(WHAT YOU HAVE TO DO)
Turn every line of the entries below into a JSON list of strings, with one string per line and blank lines omitted.

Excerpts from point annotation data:
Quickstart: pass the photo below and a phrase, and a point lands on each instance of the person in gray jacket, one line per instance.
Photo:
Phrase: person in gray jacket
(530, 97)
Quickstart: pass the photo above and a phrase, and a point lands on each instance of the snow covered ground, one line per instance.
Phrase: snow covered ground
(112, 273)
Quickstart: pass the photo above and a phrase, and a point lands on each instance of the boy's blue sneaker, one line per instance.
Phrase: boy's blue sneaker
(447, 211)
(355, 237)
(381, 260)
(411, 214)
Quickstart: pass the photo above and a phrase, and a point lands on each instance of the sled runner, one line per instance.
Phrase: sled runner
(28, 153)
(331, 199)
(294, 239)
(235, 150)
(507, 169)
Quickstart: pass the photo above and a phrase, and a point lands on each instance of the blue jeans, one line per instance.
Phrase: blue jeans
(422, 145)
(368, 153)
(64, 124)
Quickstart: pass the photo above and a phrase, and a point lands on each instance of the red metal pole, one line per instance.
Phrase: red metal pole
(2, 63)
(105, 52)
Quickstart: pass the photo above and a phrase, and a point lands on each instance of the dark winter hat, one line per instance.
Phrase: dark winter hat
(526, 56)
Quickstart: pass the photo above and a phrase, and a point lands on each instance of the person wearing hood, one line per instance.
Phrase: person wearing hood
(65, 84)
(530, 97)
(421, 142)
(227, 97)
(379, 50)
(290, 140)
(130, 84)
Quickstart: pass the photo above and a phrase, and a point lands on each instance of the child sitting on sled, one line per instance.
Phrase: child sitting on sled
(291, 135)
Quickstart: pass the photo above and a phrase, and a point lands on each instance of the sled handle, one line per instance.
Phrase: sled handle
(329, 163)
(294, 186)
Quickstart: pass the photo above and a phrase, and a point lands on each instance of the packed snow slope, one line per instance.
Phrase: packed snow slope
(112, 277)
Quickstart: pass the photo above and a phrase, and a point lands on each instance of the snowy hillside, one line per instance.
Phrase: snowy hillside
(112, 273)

(RESULT OF THIS EXERCISE)
[
  "Quickstart: pass the photo below and a phrase, and a point lands on each instance of the person in gray jacket, one line per instance.",
  "Photo:",
  "Phrase: person in gray jacket",
  "(530, 97)",
  "Quickstart: pass the photo above and a phrase, and a point lands on each instance of the snow covered ground, one line per instance.",
  "Phrase: snow covered ground",
  "(112, 273)",
  "Quickstart: pass the photo above and a phrase, and a point lands on each instance of the boy's blue sneaker, one line per instance.",
  "Phrase: boy's blue sneaker",
  "(447, 211)",
  "(355, 237)",
  "(381, 260)",
  "(411, 214)",
  "Quickstart: pass the photo above and a phrase, and a point lands on each instance of the sled runner, one line per instance.",
  "Phrase: sled runner",
  "(28, 153)",
  "(331, 199)",
  "(294, 239)",
  "(235, 150)",
  "(507, 169)",
  "Quickstart: pass the photo above and a phrase, and a point lands on each instance of the blue jeans, one line per instance.",
  "Phrase: blue jeans",
  "(422, 145)",
  "(368, 153)",
  "(64, 124)",
  "Quickstart: pass the photo above and a phrase, and a point lands on each instance of the red metal pole, one line per instance.",
  "Phrase: red metal pole",
  "(2, 63)",
  "(105, 52)",
  "Quickstart: pass the photo above and a phrase, and a point lands on each instance of the dark winter hat, one line per instance.",
  "Phrase: dark winter hat",
  "(526, 56)",
  "Quickstart: pass the photo above and a phrase, and a point lands on each instance of the person wearing hood, one line per instance.",
  "Phrase: person wearing hood",
  "(65, 84)",
  "(530, 97)",
  "(421, 142)",
  "(227, 97)",
  "(379, 50)",
  "(290, 140)",
  "(130, 84)",
  "Quickstart: pass the photo above and a phrase, and a point lands on each instance of the child sitting on sled, one line per instance.",
  "Phrase: child sitting on sled",
  "(291, 135)",
  "Quickstart: pass the photo above and a phrase, and a point lands on each instance of the sled handle, one line per instance.",
  "Phrase: sled handle",
  "(329, 163)",
  "(294, 186)",
  "Quickstart: pass the photo above and a phrase, and a point lands on each instance of the packed snow slope, one line per instance.",
  "Phrase: packed snow slope",
  "(112, 277)",
  "Quickstart: pass the photo above and a phrase, and a point lands on each instance of the snowy hillside, one line per instance.",
  "Phrase: snowy hillside",
  "(112, 273)"
]